* Written task: Copy the data below, replacing "horse fetlock" with "horse hoof" wherever it appears and keeping everything else the same.

* Data in this exercise:
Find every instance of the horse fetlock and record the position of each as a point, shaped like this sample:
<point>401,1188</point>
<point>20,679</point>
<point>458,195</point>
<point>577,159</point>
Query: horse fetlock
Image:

* Reply:
Find every instance of the horse hoof and record the position of each as a point, shaped like this sample:
<point>401,1188</point>
<point>20,679</point>
<point>458,195</point>
<point>577,159</point>
Query: horse hoof
Image:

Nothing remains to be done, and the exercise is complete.